[Photo-based referring expression data]
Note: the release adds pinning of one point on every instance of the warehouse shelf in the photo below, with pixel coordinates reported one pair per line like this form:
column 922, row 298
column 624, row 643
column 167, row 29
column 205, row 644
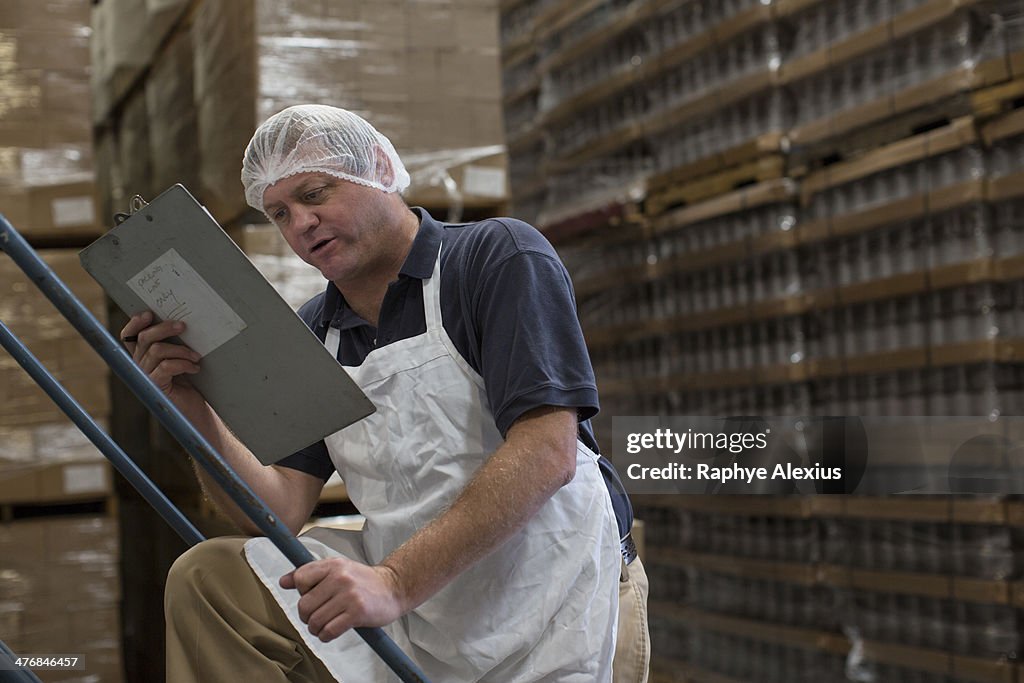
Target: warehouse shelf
column 517, row 50
column 961, row 132
column 794, row 572
column 632, row 130
column 801, row 507
column 689, row 262
column 1007, row 126
column 910, row 283
column 1005, row 350
column 963, row 80
column 527, row 88
column 991, row 101
column 755, row 147
column 906, row 508
column 518, row 139
column 597, row 37
column 766, row 632
column 505, row 6
column 939, row 586
column 925, row 585
column 869, row 39
column 921, row 658
column 955, row 274
column 915, row 508
column 655, row 65
column 552, row 14
column 591, row 217
column 668, row 670
column 766, row 167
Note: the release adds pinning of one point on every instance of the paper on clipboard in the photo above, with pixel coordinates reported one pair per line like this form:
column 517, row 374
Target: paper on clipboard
column 173, row 291
column 263, row 371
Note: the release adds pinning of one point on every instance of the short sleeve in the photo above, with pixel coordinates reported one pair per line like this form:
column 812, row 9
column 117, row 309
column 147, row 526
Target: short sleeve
column 312, row 459
column 530, row 343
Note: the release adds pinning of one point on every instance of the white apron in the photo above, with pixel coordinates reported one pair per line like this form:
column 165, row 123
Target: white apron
column 542, row 607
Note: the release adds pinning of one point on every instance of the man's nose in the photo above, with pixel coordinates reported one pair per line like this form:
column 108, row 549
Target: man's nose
column 304, row 218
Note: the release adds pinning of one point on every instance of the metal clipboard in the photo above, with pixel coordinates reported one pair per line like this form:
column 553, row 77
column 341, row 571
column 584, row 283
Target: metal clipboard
column 263, row 371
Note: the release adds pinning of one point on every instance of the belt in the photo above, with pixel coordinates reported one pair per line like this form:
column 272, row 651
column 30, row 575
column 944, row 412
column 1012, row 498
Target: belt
column 629, row 549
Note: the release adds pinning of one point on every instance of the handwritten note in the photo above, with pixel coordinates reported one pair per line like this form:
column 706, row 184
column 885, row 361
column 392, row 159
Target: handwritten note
column 173, row 291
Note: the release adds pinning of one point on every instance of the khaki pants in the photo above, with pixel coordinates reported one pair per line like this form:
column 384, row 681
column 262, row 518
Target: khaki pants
column 633, row 644
column 222, row 624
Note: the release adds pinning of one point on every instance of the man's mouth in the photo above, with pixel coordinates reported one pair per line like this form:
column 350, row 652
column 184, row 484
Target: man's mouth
column 320, row 244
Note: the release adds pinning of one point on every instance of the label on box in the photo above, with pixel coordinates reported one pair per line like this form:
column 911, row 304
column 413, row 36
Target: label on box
column 72, row 211
column 483, row 181
column 174, row 291
column 84, row 478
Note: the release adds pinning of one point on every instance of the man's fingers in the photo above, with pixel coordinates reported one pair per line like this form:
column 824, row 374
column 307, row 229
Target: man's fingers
column 308, row 575
column 158, row 333
column 335, row 627
column 135, row 325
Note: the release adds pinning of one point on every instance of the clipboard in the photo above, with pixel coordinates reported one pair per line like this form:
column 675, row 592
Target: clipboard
column 263, row 371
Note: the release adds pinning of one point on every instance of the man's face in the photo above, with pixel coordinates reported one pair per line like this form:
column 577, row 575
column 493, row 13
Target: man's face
column 333, row 224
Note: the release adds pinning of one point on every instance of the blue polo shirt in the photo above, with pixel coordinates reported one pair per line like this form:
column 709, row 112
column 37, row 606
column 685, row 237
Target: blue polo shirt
column 507, row 304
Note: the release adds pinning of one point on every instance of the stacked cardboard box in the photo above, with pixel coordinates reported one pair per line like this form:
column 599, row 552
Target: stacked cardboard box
column 53, row 341
column 45, row 138
column 793, row 207
column 425, row 74
column 59, row 593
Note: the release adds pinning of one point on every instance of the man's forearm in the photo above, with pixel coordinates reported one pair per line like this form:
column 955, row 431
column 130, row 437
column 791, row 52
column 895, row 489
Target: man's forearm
column 265, row 481
column 538, row 459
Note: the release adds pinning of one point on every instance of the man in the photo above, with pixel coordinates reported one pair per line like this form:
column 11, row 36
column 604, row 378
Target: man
column 492, row 548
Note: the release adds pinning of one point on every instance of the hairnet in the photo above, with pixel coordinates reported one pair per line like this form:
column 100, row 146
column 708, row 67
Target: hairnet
column 321, row 139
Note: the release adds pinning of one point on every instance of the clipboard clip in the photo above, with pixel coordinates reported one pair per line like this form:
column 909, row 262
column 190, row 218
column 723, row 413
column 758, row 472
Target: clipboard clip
column 135, row 204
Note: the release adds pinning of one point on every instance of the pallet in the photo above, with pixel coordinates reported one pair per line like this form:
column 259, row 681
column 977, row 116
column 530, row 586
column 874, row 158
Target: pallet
column 955, row 134
column 992, row 101
column 671, row 193
column 811, row 159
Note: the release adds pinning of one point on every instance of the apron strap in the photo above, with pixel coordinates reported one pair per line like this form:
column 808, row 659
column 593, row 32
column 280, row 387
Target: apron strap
column 431, row 297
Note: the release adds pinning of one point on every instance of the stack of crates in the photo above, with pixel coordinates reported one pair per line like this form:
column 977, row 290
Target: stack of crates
column 59, row 536
column 796, row 207
column 178, row 87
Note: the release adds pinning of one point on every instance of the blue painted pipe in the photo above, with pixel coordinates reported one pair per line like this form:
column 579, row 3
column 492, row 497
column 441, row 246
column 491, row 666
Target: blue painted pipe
column 125, row 465
column 16, row 675
column 114, row 353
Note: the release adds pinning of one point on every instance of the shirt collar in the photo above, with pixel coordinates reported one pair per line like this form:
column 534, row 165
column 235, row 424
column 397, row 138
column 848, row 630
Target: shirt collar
column 419, row 263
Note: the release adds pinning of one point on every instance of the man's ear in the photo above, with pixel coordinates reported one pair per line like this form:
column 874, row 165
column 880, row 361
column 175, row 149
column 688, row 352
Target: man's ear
column 384, row 170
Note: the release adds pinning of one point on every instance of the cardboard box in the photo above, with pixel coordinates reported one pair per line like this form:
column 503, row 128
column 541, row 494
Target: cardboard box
column 394, row 62
column 54, row 482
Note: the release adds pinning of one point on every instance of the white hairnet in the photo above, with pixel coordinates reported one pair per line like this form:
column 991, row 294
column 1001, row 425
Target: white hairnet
column 323, row 139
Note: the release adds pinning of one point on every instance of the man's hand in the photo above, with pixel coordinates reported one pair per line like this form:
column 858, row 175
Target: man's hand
column 165, row 363
column 339, row 594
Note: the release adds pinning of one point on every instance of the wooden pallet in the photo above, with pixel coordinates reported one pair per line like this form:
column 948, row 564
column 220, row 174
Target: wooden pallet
column 673, row 191
column 991, row 101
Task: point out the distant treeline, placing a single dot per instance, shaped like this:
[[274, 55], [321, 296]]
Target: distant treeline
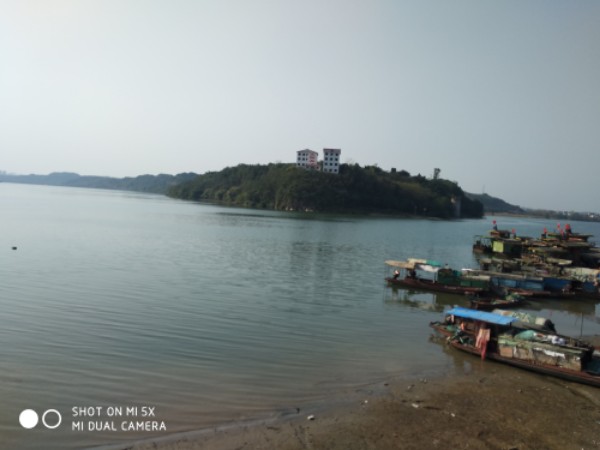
[[354, 190], [493, 205], [157, 184]]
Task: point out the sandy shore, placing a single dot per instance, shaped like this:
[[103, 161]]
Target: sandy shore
[[492, 407]]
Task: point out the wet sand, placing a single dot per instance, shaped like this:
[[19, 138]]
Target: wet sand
[[499, 407]]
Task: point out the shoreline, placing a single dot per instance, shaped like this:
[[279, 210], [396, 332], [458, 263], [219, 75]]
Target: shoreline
[[489, 406]]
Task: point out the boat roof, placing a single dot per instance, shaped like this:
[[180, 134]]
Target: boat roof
[[481, 315]]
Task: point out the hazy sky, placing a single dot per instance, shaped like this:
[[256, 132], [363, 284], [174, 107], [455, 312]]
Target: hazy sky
[[502, 96]]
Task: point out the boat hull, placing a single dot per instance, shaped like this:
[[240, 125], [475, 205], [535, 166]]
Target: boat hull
[[428, 285], [554, 371]]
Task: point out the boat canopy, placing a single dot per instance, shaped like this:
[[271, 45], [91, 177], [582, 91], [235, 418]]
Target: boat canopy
[[415, 263], [481, 315]]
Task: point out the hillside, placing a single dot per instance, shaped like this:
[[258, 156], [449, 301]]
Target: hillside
[[353, 190], [494, 205]]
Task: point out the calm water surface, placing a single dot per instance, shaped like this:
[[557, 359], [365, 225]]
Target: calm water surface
[[209, 314]]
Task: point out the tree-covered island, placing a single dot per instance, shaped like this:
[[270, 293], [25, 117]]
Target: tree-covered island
[[355, 189]]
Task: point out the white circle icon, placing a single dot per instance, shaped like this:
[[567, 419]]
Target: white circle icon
[[28, 418], [58, 419]]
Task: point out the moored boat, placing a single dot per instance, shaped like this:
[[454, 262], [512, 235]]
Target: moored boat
[[491, 303], [432, 276], [533, 346]]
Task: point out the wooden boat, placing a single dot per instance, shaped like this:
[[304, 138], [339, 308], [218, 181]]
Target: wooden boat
[[431, 276], [532, 346], [491, 303]]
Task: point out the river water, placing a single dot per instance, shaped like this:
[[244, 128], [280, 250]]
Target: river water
[[123, 309]]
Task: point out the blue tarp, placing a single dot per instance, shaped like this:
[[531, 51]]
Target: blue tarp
[[481, 315]]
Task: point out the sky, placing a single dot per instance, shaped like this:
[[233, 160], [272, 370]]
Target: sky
[[502, 96]]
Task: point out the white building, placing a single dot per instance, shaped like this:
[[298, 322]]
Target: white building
[[331, 160], [308, 159]]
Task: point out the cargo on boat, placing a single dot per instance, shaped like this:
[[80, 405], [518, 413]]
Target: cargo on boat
[[521, 341]]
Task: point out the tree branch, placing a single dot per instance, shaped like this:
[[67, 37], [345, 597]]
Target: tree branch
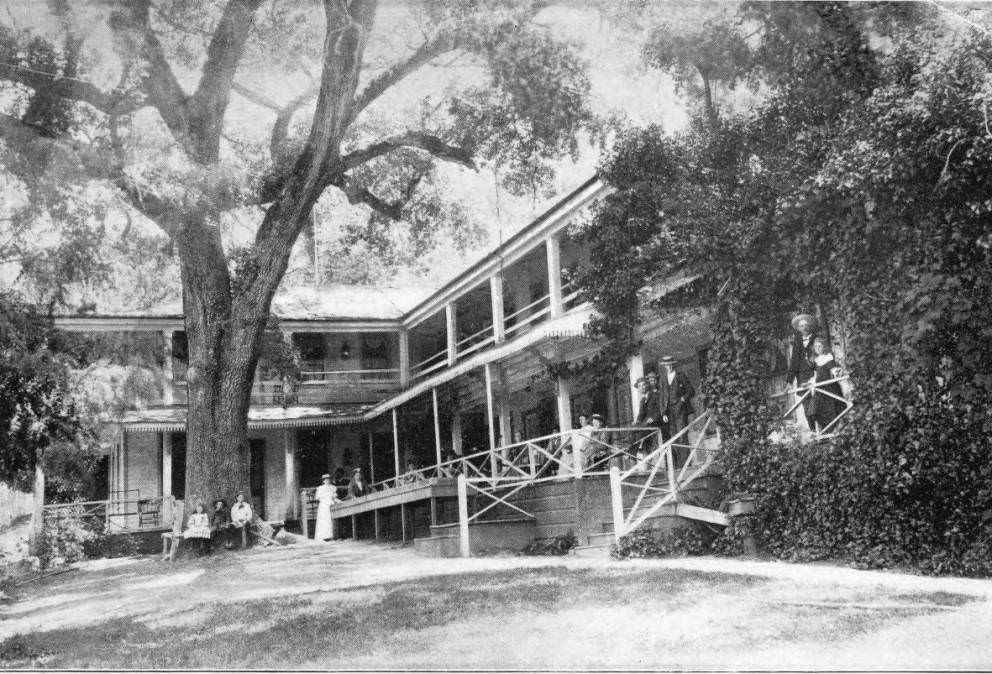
[[71, 89], [255, 97], [358, 194], [416, 139], [429, 50]]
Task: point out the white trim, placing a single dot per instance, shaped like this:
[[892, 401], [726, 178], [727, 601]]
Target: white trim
[[572, 324], [512, 251]]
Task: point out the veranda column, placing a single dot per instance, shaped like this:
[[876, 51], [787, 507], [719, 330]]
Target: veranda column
[[488, 369], [404, 355], [289, 465], [553, 245], [496, 295], [635, 365], [564, 404], [166, 478], [168, 392], [371, 460], [396, 445], [451, 329], [437, 430]]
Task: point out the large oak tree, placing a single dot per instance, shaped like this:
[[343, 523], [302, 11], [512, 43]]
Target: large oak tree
[[137, 96]]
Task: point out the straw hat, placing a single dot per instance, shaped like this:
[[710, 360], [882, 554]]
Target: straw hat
[[800, 319]]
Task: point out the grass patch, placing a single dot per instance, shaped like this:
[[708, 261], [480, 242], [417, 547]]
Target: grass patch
[[280, 633]]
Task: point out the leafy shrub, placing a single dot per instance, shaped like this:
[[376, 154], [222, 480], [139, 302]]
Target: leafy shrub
[[679, 542], [76, 539], [559, 545]]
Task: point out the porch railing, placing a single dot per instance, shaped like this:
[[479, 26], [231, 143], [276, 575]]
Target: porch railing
[[650, 496], [125, 514], [809, 391]]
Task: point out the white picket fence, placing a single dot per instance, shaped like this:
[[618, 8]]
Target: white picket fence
[[13, 504]]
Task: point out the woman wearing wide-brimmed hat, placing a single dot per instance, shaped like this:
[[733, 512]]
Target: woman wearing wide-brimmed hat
[[326, 496]]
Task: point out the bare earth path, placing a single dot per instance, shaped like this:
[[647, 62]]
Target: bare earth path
[[358, 605]]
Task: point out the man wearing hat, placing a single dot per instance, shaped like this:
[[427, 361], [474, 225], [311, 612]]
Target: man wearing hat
[[358, 486], [675, 393], [801, 356]]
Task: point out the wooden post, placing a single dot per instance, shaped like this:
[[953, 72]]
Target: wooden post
[[463, 516], [553, 244], [396, 447], [437, 431], [404, 349], [616, 500], [167, 501], [38, 510], [488, 369], [451, 328], [304, 517], [289, 466], [496, 296], [456, 432]]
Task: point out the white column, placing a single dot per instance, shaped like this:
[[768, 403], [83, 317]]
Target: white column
[[488, 369], [553, 244], [404, 349], [496, 294], [166, 478], [371, 460], [564, 405], [451, 329], [168, 394], [463, 542], [635, 365], [289, 466], [396, 444], [437, 427]]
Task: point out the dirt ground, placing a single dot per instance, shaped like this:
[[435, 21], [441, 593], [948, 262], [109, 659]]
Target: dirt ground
[[498, 612]]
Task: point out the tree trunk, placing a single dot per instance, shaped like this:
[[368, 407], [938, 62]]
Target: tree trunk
[[38, 510]]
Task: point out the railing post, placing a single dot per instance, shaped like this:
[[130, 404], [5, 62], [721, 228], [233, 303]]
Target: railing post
[[463, 516], [496, 297], [305, 515], [404, 355], [553, 244], [616, 500], [670, 465], [451, 329]]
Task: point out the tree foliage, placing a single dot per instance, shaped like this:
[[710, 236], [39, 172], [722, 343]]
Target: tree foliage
[[40, 417], [860, 184]]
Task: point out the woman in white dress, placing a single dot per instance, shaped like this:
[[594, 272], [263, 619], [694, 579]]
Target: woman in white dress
[[198, 527], [326, 496]]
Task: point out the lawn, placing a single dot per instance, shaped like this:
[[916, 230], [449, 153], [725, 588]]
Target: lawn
[[547, 617]]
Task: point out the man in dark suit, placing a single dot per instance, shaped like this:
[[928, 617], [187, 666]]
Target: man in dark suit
[[801, 356], [675, 394]]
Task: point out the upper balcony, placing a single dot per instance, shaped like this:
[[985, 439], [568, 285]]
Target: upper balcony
[[335, 367]]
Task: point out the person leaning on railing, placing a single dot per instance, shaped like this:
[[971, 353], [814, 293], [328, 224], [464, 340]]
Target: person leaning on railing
[[824, 407]]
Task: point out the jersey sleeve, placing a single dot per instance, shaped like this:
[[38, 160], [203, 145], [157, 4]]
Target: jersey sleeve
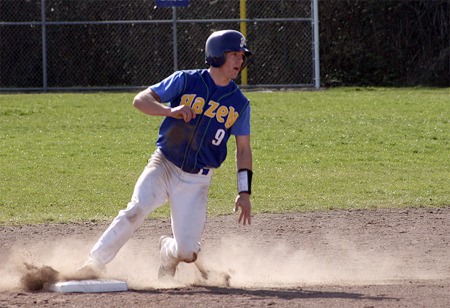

## Task to carry out
Only the lines that contain the string "jersey" should be copied from the entries above.

## Output
Task: point out the jersey sleeve, placing a single dot per instance, shaped like this:
Target: jersey sleeve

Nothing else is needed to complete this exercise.